What to produce >>
Copy the lines starting at the one containing "the plant stem?" and ending at the one containing "447 L 292 458", swapping "plant stem" for "flower stalk" and changing nothing else.

Stored records >>
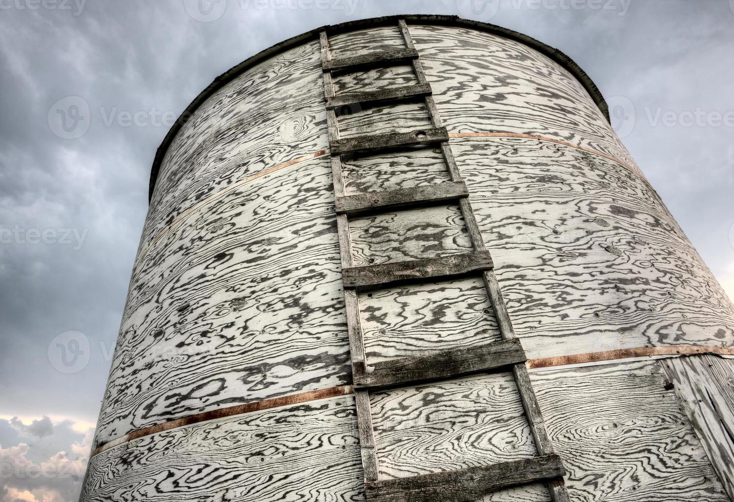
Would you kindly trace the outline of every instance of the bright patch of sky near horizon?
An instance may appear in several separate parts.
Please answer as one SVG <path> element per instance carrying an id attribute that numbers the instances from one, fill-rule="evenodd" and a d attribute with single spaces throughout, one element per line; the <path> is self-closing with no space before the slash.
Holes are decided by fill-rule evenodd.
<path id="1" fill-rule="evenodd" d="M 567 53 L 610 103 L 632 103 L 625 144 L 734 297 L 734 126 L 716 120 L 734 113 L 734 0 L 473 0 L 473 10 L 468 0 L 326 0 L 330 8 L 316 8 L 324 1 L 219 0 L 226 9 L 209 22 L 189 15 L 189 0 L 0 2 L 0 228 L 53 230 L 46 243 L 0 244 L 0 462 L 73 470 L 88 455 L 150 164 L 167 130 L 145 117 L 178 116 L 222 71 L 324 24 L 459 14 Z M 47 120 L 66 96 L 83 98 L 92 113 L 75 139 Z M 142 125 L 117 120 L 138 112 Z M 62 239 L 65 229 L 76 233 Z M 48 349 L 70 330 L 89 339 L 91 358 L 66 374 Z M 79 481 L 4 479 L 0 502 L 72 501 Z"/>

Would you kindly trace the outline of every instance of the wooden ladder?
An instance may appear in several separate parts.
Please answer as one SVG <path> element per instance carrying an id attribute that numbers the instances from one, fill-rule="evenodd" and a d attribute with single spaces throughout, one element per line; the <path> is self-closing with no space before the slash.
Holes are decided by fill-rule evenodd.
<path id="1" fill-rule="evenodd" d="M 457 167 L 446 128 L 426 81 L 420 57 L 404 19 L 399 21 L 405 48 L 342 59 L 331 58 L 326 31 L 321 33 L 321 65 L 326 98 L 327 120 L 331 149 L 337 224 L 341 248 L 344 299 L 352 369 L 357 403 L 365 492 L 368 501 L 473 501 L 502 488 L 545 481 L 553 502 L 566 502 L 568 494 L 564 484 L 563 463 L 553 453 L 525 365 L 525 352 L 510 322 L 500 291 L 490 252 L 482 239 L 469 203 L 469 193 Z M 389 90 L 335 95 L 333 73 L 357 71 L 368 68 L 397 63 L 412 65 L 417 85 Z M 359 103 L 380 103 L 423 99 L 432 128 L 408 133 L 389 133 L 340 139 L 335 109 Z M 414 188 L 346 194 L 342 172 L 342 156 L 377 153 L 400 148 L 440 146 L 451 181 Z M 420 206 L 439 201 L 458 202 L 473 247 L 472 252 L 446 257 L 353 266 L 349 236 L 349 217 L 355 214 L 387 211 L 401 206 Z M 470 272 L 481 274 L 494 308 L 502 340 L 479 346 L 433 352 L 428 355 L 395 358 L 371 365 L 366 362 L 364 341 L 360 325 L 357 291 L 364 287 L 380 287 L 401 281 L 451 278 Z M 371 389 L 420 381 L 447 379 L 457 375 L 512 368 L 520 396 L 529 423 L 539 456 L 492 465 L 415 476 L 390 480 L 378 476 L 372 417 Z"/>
* * *
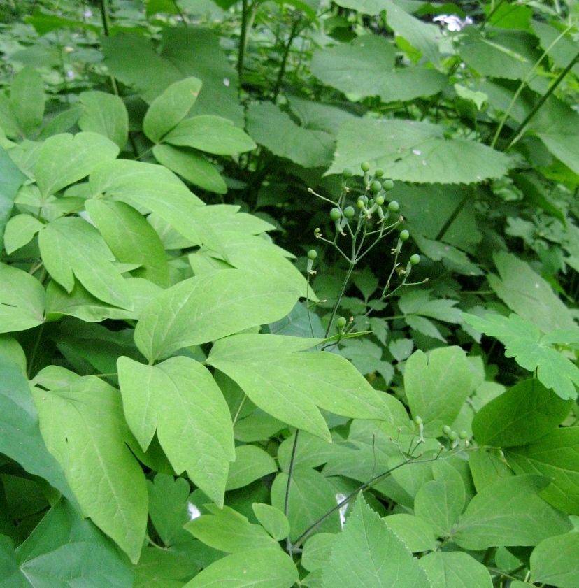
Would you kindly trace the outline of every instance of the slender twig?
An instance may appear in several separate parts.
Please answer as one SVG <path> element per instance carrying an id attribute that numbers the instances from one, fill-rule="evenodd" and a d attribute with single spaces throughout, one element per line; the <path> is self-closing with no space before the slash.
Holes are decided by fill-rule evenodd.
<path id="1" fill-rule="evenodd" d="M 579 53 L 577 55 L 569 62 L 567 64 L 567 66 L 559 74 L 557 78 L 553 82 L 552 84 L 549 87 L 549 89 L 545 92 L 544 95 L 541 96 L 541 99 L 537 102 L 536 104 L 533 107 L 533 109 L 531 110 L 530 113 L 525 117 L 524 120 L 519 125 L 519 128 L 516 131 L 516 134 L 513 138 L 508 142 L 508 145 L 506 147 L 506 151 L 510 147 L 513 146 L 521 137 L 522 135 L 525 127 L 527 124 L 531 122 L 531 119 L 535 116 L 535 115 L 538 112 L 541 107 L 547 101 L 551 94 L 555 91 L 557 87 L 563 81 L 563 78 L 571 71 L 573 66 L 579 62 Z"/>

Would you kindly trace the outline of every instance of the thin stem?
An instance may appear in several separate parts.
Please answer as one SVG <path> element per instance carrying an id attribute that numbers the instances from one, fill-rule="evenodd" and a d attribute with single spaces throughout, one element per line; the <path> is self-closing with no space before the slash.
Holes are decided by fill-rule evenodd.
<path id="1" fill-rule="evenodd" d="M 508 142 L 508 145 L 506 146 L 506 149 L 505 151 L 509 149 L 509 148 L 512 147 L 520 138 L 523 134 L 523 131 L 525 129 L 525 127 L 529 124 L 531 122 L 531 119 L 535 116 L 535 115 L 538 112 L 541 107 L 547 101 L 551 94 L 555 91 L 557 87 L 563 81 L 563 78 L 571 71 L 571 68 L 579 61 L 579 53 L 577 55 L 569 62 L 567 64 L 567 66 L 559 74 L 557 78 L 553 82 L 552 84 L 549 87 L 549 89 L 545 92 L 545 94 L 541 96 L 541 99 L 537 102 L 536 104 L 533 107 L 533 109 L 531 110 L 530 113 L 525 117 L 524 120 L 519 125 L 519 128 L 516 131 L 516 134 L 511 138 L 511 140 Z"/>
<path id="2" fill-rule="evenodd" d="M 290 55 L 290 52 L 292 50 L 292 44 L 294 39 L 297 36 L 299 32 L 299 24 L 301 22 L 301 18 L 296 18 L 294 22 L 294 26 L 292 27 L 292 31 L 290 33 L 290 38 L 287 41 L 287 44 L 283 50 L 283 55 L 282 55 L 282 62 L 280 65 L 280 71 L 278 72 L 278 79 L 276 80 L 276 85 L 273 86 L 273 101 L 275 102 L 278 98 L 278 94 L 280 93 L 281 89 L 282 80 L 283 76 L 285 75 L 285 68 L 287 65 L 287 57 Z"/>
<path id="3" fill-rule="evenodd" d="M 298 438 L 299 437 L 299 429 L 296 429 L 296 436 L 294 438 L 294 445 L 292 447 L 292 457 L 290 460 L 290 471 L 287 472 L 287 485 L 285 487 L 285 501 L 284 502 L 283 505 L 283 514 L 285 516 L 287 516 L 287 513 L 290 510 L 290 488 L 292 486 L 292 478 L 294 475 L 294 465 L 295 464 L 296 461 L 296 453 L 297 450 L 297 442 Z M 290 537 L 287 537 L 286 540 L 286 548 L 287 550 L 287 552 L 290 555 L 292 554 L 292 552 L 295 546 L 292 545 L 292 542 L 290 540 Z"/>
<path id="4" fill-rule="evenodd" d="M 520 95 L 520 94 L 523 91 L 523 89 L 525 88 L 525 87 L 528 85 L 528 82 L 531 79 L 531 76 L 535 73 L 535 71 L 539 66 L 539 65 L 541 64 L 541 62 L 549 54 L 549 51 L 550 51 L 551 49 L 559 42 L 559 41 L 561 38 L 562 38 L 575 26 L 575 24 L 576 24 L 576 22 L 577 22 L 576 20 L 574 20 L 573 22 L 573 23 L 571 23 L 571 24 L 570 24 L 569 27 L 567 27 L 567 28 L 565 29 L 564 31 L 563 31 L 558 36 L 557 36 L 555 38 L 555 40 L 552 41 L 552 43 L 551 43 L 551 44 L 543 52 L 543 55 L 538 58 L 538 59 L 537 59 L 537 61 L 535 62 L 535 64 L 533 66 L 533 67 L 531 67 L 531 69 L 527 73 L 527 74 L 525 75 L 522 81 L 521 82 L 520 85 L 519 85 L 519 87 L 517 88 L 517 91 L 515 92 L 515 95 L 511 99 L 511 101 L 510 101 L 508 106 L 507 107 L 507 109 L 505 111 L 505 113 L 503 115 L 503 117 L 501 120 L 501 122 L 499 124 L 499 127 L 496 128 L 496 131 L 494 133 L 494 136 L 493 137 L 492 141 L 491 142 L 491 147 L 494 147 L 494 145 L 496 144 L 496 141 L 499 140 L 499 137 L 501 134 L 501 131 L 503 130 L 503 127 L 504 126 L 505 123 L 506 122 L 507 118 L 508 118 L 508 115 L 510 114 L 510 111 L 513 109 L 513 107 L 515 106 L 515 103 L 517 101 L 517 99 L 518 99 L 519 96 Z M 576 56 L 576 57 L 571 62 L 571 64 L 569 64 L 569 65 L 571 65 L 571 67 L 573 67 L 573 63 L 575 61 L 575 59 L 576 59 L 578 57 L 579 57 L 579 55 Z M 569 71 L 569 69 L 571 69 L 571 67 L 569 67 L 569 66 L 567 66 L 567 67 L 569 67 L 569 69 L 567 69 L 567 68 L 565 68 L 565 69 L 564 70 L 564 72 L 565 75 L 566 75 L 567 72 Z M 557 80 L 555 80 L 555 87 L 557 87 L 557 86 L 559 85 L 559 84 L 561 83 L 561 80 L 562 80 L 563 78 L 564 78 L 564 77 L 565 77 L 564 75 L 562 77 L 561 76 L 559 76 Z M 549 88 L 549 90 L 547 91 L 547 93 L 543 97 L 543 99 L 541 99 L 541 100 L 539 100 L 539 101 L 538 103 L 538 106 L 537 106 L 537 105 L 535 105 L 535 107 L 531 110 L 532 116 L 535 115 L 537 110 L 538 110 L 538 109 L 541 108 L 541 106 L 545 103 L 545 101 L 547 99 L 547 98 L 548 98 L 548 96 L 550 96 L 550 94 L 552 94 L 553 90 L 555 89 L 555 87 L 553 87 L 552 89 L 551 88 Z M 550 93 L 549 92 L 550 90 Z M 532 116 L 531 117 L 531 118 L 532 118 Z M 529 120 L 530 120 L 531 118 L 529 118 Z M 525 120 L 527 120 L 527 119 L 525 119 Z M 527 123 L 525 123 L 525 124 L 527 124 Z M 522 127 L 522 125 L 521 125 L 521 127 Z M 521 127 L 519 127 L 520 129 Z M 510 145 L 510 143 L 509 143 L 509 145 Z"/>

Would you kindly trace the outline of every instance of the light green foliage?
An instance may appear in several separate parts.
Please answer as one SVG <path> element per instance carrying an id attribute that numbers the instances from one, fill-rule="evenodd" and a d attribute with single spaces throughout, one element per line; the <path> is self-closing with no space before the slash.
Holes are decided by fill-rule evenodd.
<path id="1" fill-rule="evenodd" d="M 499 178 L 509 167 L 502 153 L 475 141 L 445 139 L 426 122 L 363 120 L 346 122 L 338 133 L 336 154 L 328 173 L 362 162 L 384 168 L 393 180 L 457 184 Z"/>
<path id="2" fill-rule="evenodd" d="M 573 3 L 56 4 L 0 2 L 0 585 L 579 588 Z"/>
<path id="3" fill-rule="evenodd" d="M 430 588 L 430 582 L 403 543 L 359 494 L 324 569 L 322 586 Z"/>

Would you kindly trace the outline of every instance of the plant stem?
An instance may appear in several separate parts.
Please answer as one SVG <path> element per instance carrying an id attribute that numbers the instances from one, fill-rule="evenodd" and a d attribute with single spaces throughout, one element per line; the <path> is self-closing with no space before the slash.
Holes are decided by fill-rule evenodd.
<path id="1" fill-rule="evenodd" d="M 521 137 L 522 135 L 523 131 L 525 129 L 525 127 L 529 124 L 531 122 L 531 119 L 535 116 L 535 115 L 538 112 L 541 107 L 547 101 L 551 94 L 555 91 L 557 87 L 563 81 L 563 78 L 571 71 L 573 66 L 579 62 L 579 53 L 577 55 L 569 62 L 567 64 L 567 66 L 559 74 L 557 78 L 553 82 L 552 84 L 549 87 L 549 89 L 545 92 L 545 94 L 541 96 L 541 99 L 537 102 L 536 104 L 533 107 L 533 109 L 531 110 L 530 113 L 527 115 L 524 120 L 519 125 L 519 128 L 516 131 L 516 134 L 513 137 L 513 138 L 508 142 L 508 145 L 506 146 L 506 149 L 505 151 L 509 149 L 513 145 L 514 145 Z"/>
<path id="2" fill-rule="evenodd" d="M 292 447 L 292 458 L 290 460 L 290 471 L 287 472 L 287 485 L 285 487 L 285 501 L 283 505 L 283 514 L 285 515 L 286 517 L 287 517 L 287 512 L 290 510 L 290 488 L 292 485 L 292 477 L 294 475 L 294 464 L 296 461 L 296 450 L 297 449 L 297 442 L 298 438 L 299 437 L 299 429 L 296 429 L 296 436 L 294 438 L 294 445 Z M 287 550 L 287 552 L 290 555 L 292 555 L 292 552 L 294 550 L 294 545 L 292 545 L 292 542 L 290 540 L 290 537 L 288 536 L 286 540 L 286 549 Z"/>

Task solution >>
Would you kindly trace the outline of every instance of the flower stalk?
An instance may appear in several separate parts.
Please answer as one SVG <path> element per instance carrying an id attribute that numbers the instances from one, fill-rule="evenodd" and a d attribute with single spaces throughout, one element per line; the <path> is self-closing with no space before the slash.
Holes are decided by fill-rule evenodd.
<path id="1" fill-rule="evenodd" d="M 521 137 L 522 135 L 523 131 L 525 129 L 525 127 L 529 124 L 531 122 L 531 119 L 535 116 L 535 115 L 538 112 L 541 107 L 547 101 L 551 94 L 555 91 L 557 87 L 563 81 L 563 78 L 571 71 L 573 66 L 579 62 L 579 53 L 577 55 L 569 62 L 567 64 L 567 66 L 559 74 L 557 78 L 553 82 L 552 84 L 549 87 L 549 89 L 545 92 L 545 94 L 541 96 L 541 99 L 537 102 L 536 104 L 533 107 L 533 109 L 531 110 L 530 113 L 527 115 L 524 120 L 519 125 L 519 128 L 516 131 L 516 134 L 513 137 L 513 138 L 508 142 L 508 145 L 506 146 L 506 149 L 505 151 L 509 149 L 513 145 L 514 145 Z"/>
<path id="2" fill-rule="evenodd" d="M 292 447 L 292 458 L 290 460 L 290 471 L 287 472 L 287 485 L 285 487 L 285 501 L 283 505 L 283 514 L 285 515 L 286 517 L 287 517 L 287 512 L 290 510 L 290 488 L 292 485 L 292 477 L 294 475 L 294 464 L 296 461 L 296 450 L 297 449 L 297 442 L 298 438 L 299 437 L 299 429 L 296 429 L 296 436 L 294 438 L 294 445 Z M 287 550 L 287 552 L 290 555 L 292 555 L 292 552 L 294 550 L 294 545 L 292 545 L 292 542 L 290 540 L 290 537 L 288 536 L 286 540 L 286 549 Z"/>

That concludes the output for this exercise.